=== WHAT IS NEEDED ===
From the entries below, output the line with "# for each instance of the t-shirt" and each following line up to and including the line with "# for each instance of the man's", exactly as written.

=== EXERCISE MATERIAL ===
%%
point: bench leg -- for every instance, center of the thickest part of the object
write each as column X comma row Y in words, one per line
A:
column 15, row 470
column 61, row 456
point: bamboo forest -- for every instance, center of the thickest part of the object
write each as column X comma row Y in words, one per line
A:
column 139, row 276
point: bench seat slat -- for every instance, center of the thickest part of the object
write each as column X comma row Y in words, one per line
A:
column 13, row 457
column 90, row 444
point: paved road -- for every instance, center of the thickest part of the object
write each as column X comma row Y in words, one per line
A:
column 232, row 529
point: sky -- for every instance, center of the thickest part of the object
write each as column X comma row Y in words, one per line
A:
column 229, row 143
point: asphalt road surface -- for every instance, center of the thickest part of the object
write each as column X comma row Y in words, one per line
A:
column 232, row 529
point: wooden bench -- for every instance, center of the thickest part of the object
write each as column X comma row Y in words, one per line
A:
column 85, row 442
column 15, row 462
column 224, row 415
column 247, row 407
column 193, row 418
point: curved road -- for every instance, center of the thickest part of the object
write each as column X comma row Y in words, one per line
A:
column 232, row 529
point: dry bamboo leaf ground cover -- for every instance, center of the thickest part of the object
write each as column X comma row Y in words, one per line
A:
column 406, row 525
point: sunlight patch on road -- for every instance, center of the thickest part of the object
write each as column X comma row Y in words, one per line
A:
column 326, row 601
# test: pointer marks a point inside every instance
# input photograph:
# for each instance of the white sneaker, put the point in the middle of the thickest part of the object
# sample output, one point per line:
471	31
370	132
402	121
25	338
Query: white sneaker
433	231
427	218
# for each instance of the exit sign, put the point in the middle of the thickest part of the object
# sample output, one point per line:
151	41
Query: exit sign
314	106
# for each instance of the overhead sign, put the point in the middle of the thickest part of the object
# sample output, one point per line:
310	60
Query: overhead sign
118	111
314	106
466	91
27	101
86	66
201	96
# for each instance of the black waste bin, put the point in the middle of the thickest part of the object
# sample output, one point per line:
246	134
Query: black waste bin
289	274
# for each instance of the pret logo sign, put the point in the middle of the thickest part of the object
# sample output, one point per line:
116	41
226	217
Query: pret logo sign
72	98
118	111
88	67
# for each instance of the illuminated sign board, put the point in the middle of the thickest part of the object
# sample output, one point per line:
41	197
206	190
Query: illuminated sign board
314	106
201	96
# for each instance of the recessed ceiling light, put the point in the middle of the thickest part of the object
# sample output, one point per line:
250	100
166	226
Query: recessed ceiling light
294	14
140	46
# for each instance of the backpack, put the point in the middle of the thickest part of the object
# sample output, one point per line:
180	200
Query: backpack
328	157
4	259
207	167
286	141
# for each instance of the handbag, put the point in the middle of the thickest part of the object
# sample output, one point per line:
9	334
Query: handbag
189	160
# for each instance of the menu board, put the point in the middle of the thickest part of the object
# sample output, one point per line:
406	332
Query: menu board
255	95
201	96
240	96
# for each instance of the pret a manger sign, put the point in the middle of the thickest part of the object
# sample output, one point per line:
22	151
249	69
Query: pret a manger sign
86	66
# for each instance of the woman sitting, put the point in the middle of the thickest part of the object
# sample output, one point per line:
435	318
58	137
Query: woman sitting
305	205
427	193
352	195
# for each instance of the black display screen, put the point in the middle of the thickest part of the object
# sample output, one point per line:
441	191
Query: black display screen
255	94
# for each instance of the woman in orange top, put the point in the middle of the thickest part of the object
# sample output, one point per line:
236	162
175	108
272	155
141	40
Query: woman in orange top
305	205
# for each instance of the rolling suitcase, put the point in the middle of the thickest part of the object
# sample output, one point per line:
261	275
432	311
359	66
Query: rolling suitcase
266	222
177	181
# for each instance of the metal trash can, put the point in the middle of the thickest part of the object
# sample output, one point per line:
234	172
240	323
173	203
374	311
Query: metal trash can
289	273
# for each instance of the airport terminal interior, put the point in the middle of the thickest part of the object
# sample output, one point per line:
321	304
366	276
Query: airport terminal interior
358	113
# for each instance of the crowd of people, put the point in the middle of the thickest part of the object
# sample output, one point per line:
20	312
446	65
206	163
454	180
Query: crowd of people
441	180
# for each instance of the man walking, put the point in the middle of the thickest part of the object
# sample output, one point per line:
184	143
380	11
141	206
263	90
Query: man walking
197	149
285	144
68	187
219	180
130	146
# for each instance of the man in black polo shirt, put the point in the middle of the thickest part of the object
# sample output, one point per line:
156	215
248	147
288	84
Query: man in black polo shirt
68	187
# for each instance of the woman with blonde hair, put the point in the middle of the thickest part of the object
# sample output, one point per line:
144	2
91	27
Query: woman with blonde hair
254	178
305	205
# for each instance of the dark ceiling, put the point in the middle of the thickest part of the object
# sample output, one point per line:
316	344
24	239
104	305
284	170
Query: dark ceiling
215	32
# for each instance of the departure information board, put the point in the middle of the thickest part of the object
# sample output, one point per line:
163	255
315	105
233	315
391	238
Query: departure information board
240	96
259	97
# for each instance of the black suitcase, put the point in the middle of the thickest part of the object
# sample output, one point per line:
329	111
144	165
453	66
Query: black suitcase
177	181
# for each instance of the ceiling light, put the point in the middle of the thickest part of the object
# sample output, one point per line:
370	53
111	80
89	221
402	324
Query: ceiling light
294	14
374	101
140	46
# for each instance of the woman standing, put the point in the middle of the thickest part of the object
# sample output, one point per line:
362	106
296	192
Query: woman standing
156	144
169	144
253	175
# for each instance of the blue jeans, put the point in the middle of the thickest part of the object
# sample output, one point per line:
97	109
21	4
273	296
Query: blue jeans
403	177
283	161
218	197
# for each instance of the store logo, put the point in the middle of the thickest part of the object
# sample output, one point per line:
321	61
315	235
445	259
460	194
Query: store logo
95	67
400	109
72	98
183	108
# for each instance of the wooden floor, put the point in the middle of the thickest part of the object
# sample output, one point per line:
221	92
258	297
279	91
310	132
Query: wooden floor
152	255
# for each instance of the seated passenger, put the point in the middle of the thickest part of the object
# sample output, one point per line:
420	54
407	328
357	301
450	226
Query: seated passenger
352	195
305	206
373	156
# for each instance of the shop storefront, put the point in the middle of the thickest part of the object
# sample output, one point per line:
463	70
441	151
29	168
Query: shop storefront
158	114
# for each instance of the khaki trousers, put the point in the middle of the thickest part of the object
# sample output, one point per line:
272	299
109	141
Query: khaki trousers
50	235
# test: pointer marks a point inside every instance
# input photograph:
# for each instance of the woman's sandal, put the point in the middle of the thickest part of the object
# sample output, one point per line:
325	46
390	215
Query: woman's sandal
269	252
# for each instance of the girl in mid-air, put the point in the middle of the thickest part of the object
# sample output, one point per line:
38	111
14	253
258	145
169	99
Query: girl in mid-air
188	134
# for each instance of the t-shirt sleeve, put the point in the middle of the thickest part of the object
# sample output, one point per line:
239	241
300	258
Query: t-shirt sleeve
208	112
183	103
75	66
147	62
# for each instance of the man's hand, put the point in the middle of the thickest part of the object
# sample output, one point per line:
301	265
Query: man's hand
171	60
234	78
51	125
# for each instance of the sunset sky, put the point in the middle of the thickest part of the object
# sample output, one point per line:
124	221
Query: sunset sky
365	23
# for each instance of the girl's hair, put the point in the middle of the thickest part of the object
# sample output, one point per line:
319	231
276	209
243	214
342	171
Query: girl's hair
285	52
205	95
%%
%%
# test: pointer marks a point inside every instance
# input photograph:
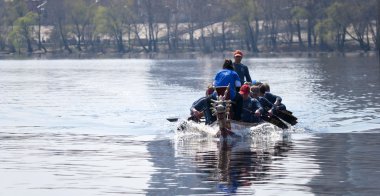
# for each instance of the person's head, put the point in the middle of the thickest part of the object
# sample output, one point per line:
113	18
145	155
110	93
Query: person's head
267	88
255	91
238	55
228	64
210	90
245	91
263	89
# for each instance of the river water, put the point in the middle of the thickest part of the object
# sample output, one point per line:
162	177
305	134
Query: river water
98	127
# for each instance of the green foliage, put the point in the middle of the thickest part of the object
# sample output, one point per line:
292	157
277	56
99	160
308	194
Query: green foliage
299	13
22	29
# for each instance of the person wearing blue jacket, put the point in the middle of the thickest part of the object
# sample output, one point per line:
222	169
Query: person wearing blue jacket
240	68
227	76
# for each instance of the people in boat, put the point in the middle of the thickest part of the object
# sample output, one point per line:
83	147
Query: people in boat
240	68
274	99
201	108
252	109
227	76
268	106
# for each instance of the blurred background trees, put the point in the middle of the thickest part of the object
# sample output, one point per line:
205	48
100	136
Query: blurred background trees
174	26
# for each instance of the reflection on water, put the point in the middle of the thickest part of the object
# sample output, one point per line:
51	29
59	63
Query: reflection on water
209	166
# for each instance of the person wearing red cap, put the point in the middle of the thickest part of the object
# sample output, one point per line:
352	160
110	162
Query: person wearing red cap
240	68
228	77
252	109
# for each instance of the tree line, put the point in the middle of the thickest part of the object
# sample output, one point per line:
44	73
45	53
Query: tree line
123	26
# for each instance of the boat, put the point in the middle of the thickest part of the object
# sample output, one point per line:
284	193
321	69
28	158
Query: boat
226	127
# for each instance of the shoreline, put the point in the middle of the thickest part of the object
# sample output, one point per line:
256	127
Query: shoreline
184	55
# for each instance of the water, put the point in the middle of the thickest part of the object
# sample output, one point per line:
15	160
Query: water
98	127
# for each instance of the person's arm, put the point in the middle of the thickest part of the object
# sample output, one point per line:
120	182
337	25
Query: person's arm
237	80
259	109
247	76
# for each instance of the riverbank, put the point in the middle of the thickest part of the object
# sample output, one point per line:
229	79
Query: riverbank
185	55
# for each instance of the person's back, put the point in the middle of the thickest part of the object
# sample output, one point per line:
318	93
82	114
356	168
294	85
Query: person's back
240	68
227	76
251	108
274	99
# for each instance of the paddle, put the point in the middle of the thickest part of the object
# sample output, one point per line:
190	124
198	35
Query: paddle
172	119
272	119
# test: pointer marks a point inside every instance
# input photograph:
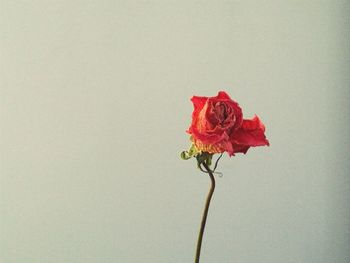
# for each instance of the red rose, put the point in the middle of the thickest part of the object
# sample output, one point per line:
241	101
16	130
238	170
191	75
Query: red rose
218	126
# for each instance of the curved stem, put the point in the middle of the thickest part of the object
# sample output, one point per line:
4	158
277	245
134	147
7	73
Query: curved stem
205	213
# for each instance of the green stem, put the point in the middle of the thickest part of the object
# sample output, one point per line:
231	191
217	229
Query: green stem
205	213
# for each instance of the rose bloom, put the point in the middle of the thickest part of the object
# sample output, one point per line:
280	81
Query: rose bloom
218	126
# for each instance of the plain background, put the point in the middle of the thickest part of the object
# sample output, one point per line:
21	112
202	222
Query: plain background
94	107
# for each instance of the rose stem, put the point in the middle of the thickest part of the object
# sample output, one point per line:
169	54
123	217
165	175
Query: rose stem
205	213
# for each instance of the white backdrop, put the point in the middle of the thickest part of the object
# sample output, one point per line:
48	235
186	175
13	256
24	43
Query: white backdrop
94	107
%%
=== COMPLETED TASK ===
# for each instance of the t-shirt sleeve, put the point in the middle of the thickest part of the object
# sample output, one point per line:
239	241
300	258
Query: t-shirt sleeve
208	112
183	103
75	66
147	62
# for each instance of the man's hand, put the point in the middle of the thickest part of the object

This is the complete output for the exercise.